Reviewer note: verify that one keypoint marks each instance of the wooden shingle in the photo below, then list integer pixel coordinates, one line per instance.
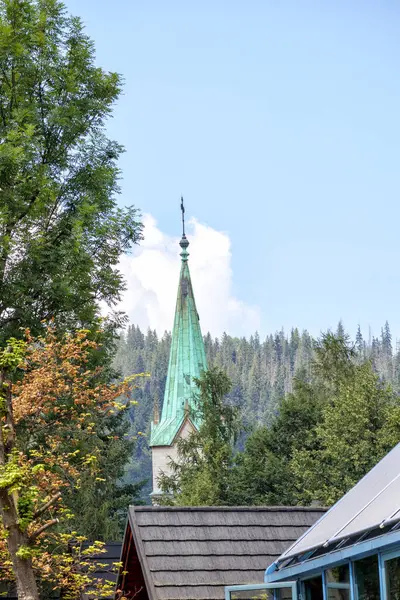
(191, 553)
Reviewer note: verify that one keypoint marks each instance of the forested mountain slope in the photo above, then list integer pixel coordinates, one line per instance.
(261, 373)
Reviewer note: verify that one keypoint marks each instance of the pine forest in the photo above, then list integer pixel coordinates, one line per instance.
(261, 373)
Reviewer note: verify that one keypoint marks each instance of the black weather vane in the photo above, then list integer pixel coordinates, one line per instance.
(183, 217)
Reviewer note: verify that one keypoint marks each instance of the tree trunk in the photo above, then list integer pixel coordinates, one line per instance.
(25, 578)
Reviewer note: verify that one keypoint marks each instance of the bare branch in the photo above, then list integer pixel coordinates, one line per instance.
(42, 529)
(43, 508)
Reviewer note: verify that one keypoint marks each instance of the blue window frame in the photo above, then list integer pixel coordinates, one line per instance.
(283, 590)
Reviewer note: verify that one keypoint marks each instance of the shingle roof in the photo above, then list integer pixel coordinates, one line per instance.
(189, 553)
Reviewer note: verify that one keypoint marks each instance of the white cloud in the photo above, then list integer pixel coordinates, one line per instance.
(152, 273)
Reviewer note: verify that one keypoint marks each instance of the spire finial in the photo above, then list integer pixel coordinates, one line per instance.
(183, 243)
(183, 217)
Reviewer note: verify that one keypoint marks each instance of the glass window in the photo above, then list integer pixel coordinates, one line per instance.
(252, 594)
(392, 568)
(281, 593)
(367, 578)
(338, 583)
(313, 588)
(340, 574)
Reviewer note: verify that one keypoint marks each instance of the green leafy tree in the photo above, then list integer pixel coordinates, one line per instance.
(61, 232)
(263, 472)
(201, 474)
(349, 437)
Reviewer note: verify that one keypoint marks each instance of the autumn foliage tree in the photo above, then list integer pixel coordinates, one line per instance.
(49, 402)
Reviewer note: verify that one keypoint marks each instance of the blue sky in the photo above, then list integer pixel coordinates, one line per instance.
(279, 123)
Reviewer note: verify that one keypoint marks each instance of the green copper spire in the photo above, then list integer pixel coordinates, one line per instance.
(187, 358)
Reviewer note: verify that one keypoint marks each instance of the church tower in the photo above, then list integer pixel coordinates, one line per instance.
(187, 360)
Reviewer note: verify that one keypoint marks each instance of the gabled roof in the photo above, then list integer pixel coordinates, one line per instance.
(187, 360)
(371, 508)
(189, 553)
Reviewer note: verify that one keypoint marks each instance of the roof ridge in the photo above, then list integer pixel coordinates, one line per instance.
(148, 508)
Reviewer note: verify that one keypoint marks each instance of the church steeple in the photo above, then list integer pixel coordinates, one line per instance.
(187, 359)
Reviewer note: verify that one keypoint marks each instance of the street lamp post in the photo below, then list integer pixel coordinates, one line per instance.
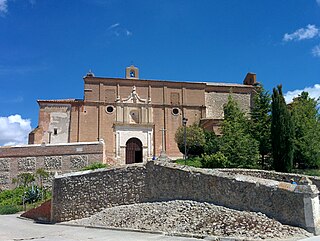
(184, 122)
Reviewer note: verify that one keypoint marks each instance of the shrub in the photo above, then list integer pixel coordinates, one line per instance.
(8, 209)
(216, 160)
(94, 166)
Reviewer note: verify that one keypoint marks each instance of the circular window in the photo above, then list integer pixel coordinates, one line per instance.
(175, 111)
(109, 109)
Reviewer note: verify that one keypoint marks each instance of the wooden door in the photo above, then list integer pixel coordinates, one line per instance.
(133, 151)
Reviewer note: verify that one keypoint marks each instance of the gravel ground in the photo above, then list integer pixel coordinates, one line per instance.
(192, 218)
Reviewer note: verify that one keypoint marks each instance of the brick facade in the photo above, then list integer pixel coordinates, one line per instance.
(117, 110)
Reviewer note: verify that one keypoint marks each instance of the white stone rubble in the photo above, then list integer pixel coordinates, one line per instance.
(190, 217)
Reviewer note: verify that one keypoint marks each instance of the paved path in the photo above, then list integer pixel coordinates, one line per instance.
(16, 229)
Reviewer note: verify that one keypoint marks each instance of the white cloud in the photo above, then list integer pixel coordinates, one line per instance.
(14, 130)
(314, 92)
(311, 31)
(3, 7)
(316, 50)
(118, 30)
(114, 25)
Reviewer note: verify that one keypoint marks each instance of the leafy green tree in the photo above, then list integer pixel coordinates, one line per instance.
(237, 144)
(212, 142)
(305, 116)
(260, 122)
(195, 139)
(24, 179)
(95, 165)
(41, 175)
(215, 160)
(282, 132)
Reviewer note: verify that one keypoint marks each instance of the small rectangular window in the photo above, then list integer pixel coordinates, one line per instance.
(175, 98)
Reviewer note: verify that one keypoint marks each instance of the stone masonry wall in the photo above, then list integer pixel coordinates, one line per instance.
(278, 176)
(81, 194)
(215, 102)
(54, 158)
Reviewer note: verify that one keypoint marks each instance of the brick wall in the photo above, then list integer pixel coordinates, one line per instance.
(54, 158)
(80, 195)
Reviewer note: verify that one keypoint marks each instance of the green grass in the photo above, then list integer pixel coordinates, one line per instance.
(309, 172)
(11, 201)
(94, 166)
(193, 162)
(9, 209)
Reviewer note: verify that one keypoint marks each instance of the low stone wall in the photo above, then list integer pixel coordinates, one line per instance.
(54, 158)
(82, 194)
(79, 195)
(278, 176)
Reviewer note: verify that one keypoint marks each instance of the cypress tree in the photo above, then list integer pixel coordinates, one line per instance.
(282, 133)
(260, 123)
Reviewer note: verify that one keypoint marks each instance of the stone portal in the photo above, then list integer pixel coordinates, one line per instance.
(133, 151)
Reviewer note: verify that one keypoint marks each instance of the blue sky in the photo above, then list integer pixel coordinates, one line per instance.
(47, 46)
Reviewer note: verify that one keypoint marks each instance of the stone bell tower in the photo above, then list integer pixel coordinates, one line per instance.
(132, 72)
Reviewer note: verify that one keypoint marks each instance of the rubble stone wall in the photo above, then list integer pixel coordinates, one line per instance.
(54, 158)
(278, 176)
(82, 194)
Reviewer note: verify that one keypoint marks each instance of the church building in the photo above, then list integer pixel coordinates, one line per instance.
(132, 115)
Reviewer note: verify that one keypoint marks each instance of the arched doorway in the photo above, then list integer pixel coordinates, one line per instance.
(133, 151)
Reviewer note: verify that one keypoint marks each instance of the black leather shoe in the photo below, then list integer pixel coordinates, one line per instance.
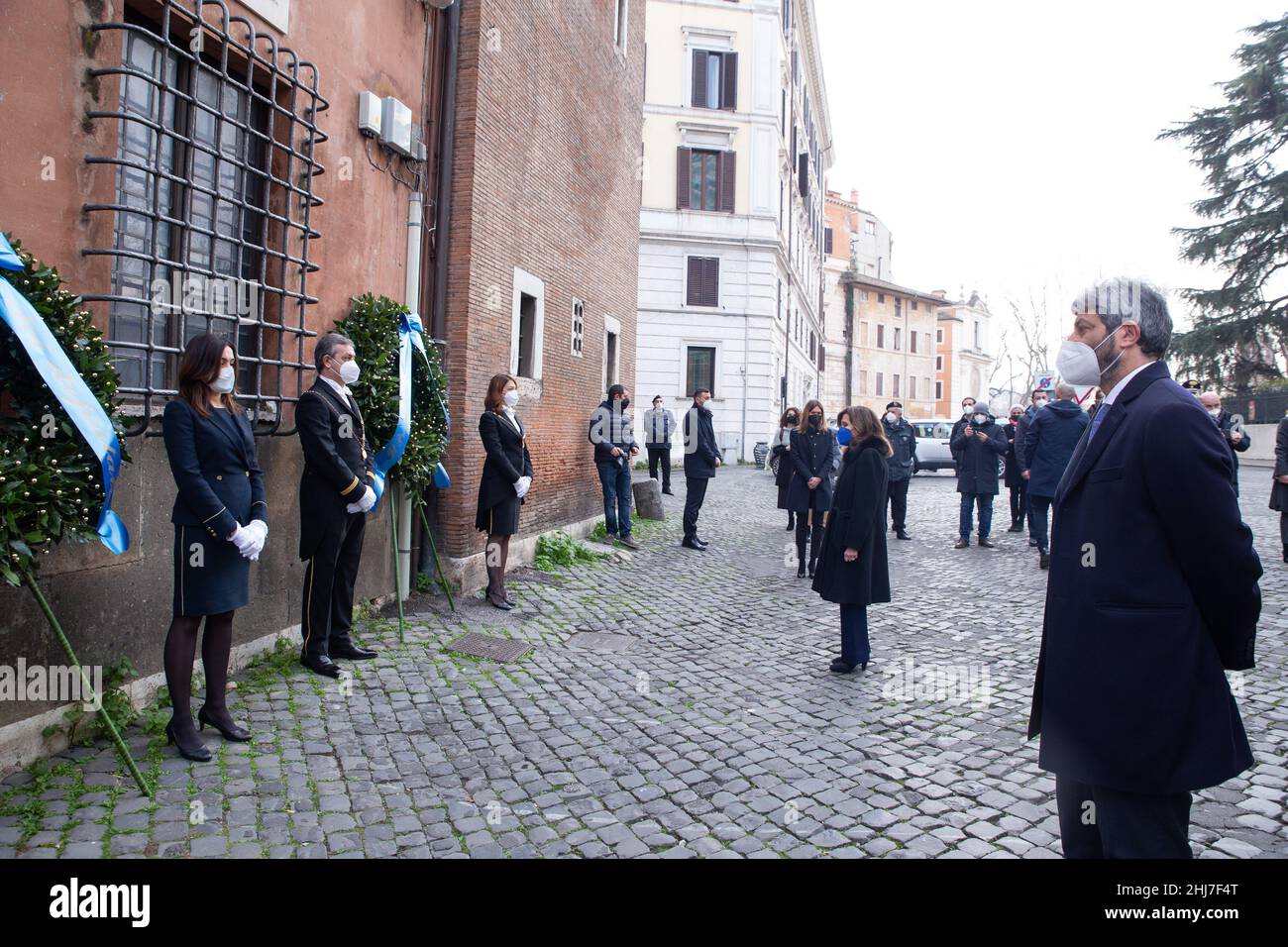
(321, 664)
(194, 751)
(233, 732)
(352, 652)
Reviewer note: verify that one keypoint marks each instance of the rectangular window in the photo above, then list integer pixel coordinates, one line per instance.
(715, 80)
(706, 179)
(194, 248)
(579, 328)
(619, 25)
(609, 360)
(699, 368)
(527, 333)
(703, 281)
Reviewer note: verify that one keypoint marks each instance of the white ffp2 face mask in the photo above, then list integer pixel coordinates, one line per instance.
(224, 382)
(349, 371)
(1078, 365)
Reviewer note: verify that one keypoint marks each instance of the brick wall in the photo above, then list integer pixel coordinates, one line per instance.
(548, 136)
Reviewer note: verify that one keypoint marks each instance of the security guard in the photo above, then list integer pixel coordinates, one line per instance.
(335, 496)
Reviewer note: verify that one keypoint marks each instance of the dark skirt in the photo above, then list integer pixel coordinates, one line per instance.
(501, 519)
(210, 577)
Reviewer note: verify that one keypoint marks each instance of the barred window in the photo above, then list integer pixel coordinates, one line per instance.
(211, 230)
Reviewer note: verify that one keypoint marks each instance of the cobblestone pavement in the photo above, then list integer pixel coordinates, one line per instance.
(717, 731)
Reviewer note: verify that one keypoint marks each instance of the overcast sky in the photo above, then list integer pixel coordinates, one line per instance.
(1013, 145)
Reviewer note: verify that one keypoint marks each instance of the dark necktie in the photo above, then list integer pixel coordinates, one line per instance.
(1096, 418)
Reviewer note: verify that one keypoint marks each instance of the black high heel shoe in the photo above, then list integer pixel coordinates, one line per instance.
(235, 733)
(197, 753)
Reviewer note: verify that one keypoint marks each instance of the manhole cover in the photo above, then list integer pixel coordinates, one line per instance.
(600, 641)
(485, 646)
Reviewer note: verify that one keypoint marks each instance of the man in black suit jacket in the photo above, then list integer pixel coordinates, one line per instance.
(1153, 591)
(700, 459)
(335, 496)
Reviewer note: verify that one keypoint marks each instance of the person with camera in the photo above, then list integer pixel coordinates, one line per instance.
(979, 444)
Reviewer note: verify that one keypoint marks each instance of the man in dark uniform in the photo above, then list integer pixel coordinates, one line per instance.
(700, 459)
(903, 442)
(1234, 436)
(1153, 594)
(335, 496)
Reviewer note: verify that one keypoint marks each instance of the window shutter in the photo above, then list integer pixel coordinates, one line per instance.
(728, 180)
(683, 169)
(699, 78)
(729, 81)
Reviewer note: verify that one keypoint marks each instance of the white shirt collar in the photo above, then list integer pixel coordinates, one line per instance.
(336, 385)
(1122, 384)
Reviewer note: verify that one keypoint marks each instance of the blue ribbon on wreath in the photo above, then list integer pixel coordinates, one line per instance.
(411, 335)
(72, 393)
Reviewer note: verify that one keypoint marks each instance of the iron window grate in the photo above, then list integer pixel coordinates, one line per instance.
(213, 204)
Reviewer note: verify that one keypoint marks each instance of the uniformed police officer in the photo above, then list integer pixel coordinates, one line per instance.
(335, 496)
(903, 442)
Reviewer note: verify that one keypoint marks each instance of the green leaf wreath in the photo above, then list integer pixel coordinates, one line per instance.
(373, 325)
(51, 480)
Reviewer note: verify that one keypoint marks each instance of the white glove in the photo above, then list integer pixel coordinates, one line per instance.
(365, 504)
(245, 539)
(261, 530)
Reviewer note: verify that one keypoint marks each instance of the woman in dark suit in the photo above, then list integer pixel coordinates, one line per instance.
(220, 522)
(781, 449)
(1279, 487)
(812, 447)
(506, 479)
(853, 570)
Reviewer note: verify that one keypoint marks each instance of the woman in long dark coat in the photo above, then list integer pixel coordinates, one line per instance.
(853, 570)
(506, 479)
(1279, 488)
(220, 523)
(781, 449)
(1014, 475)
(809, 495)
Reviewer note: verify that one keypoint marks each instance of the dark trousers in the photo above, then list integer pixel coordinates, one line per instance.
(327, 612)
(1038, 509)
(1099, 822)
(695, 492)
(855, 648)
(986, 514)
(897, 495)
(614, 476)
(1019, 502)
(660, 455)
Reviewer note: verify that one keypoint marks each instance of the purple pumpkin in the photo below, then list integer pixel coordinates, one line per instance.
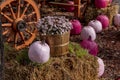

--*--

*YOUR INSTRUCTIONS*: Retype the lines from the line with "the stone bell" up to and including the line with "(1078, 365)", leaving out the pictures.

*THE OUTPUT*:
Reviewer note: verify that one keypoint marks each instance of the stone bell tower in the photo above, then list integer pixel coordinates, one line per instance.
(132, 72)
Reviewer note: verify that one keypoint marks each instance of the rubble stone wall in the photo above, then list integer pixel coordinates, one line per instance.
(54, 158)
(278, 176)
(82, 194)
Reviewer note: verify that one keypoint marks each instance of the church building in the photo above, then list integer pixel coordinates, one line per instance.
(132, 115)
Reviewer note: verify that one keypoint marks each instance of the arched doorway in the photo above, then list integer pixel coordinates, one line per instance.
(133, 151)
Reviewer note: verify that one keypoint marks each instance of the black leather shoe in the photo below, then list integer pixel coordinates, one line per instance.
(321, 664)
(194, 751)
(233, 732)
(352, 652)
Reviewer note: verify that one keypoint marks each instance of the rectangular window in the photo above, then list integer pixel coordinates, one line per instance.
(715, 80)
(706, 179)
(194, 248)
(579, 328)
(619, 25)
(609, 360)
(699, 368)
(527, 333)
(703, 281)
Reviewer note: verify that one keypoint marks each instance of the white ffp2 face mask in the photo above, then list integer pixel coordinates, one line per instance.
(224, 382)
(349, 371)
(1078, 365)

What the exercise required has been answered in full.